Reading text —
-------

This prevents oxidation of the wafer 3 by oxygen in the atmosphere
during the application of the high temperature stress to the wafer
3. In order to prevent dew condensation on the surface of the wafer
3 when the wafer 3 is taken out into the normal temperature
atmosphere after the application of the low temperature stress, it
is desirable to fill the closed housing 9 with dried inert gas.
[0095] Sixth Preferred Embodiment
[0096] FIG. 8 is a perspective view schematically showing the
structure of a burn-in system 12 according to a sixth preferred
embodiment of the present invention. The burn-in system 12 has a
wafer cassette entrance 14; a plurality of wafers 3 to be evaluated
are stored in a wafer cassette 15 and are put in the burn-in system
12 from the outside through the wafer cassette entrance 14.

-------

Things to do —
1 – According to the wafer burn-in text, why is it desirable to fill the closed housing 9 with dried inert gas?
2 – In the wafer burn-in text, how are the wafers 3 to be evaluated put into the burn-in system 12?
The records that follow the wafer burn-in text come from a separate source.

Coordinate annotation records:
-------

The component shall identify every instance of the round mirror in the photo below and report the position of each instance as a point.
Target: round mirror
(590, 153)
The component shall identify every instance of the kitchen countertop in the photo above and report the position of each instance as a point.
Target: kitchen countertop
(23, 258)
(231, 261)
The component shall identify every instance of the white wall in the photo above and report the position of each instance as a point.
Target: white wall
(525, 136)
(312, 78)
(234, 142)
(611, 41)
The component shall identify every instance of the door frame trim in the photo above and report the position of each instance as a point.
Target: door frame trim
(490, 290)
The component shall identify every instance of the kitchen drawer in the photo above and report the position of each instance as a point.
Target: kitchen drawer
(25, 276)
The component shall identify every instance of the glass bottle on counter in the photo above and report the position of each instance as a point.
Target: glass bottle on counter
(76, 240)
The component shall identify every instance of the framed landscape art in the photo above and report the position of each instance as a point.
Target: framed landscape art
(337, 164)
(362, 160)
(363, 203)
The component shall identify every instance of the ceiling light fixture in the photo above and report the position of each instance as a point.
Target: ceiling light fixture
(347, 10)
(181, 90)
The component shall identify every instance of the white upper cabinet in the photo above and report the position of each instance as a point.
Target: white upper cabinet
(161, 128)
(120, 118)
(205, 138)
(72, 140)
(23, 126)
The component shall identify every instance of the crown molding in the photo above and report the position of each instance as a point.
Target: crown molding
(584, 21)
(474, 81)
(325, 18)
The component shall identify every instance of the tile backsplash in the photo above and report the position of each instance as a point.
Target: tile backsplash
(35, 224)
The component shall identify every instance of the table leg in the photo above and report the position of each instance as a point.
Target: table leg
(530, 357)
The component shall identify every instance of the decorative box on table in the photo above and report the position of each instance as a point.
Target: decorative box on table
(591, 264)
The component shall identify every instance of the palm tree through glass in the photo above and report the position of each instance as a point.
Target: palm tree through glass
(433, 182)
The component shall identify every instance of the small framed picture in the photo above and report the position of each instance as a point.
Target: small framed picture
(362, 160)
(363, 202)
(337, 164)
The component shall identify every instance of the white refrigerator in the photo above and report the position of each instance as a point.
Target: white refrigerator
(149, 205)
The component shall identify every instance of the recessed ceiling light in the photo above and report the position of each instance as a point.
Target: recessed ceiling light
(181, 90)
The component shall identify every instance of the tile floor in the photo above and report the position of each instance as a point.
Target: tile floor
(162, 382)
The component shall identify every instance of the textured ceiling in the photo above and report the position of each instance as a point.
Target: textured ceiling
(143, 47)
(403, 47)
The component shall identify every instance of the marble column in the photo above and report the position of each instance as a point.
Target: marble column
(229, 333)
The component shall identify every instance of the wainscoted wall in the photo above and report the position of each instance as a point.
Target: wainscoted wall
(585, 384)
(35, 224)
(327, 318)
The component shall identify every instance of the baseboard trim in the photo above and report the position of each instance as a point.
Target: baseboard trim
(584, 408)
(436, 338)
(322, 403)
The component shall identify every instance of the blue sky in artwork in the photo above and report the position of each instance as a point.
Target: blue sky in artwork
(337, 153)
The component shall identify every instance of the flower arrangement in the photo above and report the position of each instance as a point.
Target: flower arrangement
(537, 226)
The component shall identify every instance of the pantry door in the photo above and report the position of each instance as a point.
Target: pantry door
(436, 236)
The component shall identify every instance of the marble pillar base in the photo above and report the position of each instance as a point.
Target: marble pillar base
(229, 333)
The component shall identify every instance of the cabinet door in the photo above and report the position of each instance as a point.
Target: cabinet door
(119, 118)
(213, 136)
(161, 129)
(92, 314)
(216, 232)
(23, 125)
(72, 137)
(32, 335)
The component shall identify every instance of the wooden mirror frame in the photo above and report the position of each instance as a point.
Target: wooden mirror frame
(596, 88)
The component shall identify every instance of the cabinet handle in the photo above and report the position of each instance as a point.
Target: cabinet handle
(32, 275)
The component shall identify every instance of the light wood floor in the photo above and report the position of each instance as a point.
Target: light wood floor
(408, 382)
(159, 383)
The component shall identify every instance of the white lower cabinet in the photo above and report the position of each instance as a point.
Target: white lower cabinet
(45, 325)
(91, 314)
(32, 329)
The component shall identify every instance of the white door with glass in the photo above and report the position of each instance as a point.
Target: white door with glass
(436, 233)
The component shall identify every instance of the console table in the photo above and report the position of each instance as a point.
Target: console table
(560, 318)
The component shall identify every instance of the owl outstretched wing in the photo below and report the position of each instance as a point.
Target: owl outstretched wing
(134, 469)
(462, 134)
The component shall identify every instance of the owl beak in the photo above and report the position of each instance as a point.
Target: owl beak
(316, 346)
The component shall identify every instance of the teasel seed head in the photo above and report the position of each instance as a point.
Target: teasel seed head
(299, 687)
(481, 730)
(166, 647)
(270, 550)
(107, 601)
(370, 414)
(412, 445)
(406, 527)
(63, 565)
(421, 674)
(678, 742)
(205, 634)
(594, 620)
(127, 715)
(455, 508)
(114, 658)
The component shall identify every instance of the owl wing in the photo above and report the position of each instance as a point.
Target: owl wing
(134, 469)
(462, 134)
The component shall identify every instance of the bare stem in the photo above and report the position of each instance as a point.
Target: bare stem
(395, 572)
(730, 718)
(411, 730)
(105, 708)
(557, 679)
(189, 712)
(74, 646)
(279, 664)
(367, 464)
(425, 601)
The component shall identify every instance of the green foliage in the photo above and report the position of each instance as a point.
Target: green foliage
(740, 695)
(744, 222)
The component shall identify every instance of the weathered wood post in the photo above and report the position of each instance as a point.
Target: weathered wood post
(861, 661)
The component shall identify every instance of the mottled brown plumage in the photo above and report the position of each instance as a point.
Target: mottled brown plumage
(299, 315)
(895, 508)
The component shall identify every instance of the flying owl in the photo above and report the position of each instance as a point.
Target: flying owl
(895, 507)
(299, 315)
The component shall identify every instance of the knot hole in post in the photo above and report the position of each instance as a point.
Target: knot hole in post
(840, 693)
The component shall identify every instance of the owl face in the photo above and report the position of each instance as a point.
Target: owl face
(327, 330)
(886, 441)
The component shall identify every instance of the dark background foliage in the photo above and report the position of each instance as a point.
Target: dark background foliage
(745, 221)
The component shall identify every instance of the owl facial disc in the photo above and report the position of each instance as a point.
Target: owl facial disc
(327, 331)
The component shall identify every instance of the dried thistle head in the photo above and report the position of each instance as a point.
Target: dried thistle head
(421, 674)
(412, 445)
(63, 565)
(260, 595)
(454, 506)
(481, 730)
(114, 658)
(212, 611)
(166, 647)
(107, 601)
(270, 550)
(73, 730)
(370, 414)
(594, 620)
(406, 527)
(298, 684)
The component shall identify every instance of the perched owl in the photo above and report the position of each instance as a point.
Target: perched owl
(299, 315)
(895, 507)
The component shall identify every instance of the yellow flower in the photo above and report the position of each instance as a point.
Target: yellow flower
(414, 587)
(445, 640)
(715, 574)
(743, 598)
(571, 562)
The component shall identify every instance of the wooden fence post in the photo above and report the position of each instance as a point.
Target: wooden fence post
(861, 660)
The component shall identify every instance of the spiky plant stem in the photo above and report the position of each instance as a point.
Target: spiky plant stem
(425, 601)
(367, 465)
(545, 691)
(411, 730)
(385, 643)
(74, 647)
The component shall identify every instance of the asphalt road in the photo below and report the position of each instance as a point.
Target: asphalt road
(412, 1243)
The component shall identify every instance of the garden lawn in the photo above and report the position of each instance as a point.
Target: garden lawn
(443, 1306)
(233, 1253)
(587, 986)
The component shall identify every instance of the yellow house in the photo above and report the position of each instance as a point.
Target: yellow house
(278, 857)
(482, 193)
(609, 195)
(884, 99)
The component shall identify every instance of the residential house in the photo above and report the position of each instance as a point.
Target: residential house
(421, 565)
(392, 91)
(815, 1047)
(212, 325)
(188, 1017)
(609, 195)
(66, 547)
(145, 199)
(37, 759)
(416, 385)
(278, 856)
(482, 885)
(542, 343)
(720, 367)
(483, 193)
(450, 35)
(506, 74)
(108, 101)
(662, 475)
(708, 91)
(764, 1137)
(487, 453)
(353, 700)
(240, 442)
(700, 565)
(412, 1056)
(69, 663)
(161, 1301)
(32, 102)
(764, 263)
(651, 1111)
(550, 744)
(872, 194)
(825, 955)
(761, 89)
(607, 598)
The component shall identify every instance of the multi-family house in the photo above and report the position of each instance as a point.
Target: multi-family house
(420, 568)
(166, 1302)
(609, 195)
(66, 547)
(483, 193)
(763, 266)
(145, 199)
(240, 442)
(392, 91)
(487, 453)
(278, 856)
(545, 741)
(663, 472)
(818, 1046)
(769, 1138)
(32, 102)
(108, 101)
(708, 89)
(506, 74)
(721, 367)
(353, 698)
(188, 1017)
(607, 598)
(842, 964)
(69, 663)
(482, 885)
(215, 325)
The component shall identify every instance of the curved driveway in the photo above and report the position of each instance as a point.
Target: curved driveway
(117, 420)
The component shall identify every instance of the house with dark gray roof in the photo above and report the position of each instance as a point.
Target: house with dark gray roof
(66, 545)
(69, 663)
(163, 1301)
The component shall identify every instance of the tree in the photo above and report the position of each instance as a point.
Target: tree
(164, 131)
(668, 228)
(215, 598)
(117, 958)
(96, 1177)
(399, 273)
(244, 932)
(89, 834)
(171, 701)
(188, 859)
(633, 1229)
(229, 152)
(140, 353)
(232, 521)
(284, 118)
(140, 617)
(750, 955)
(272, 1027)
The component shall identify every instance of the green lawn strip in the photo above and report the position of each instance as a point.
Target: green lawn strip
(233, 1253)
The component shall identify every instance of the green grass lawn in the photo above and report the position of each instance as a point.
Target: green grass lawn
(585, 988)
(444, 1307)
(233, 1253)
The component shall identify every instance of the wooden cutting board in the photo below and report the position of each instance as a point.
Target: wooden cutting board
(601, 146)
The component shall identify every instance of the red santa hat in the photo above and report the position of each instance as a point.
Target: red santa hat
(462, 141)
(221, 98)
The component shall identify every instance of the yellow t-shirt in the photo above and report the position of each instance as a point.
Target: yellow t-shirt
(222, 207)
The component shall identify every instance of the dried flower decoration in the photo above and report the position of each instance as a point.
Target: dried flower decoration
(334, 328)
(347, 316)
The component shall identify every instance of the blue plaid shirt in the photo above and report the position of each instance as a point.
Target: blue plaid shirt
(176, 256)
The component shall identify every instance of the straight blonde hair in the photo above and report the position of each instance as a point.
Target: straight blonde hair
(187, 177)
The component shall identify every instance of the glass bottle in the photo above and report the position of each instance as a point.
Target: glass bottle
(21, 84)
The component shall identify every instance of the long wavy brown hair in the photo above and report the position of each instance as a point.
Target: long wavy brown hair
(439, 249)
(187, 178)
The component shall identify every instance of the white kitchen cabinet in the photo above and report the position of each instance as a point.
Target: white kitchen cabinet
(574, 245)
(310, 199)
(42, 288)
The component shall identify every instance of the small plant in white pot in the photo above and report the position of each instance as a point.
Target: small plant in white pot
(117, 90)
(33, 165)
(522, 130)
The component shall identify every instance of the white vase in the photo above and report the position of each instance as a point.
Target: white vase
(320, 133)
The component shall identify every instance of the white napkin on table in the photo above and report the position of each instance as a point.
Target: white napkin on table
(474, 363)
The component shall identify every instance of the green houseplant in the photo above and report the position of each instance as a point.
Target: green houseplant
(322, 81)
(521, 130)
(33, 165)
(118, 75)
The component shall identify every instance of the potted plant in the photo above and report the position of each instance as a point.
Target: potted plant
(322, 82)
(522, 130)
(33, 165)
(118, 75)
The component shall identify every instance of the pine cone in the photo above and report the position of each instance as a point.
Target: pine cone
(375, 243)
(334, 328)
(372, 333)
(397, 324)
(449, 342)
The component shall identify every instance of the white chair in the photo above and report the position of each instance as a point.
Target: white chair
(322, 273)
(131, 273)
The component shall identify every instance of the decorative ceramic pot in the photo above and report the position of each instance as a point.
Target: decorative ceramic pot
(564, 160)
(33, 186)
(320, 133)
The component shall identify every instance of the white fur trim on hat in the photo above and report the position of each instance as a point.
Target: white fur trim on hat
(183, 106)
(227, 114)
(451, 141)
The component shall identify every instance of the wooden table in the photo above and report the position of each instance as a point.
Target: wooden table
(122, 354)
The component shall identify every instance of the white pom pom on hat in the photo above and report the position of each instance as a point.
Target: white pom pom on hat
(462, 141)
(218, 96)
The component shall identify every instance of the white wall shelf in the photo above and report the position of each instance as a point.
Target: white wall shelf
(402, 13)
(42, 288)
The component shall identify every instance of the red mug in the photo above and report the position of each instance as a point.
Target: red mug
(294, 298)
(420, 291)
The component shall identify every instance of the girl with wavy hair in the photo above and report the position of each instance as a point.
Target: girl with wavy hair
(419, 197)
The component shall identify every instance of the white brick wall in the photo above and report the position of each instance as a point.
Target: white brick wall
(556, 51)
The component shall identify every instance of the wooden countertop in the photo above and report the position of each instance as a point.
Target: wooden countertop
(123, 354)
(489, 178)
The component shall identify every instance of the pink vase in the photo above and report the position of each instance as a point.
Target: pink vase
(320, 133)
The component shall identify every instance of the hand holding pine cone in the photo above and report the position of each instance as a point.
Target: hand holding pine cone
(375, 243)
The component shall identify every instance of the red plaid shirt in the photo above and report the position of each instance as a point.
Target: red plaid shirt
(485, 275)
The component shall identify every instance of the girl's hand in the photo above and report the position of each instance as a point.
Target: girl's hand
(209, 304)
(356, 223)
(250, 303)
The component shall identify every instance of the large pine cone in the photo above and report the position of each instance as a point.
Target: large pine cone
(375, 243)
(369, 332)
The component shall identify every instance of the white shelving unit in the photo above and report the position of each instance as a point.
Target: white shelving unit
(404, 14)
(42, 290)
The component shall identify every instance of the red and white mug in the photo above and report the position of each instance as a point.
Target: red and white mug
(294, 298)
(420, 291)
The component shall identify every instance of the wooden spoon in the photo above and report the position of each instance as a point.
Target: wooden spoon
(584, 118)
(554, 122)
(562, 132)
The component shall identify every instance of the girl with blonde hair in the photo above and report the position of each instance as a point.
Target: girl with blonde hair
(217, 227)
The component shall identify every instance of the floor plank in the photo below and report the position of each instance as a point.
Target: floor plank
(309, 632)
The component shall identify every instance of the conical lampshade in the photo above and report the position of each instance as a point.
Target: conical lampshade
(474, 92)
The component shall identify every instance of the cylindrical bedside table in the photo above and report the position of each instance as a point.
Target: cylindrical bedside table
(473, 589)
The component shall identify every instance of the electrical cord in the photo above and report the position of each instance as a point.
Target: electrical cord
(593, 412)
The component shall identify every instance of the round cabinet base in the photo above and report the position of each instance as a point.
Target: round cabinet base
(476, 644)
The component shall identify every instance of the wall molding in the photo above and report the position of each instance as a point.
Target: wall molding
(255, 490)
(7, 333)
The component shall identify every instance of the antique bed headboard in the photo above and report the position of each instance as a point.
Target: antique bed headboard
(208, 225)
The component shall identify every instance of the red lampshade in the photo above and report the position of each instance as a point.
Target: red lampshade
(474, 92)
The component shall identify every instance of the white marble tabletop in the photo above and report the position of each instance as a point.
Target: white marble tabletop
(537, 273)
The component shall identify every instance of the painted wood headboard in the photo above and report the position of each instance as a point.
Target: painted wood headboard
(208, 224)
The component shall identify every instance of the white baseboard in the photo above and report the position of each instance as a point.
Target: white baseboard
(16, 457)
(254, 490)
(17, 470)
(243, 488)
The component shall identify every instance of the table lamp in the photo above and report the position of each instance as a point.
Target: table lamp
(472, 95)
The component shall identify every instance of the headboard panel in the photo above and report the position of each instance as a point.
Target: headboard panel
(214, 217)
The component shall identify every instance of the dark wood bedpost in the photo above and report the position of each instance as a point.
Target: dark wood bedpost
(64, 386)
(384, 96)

-------

Replies —
1 – Filling the closed housing 9 with dried inert gas prevents dew condensation on the surface of the wafer 3. Without it, condensation could form when the wafer is taken out into the normal temperature atmosphere after the low temperature stress.

2 – They are stored in a wafer cassette 15 and put in from the outside through the wafer cassette entrance 14.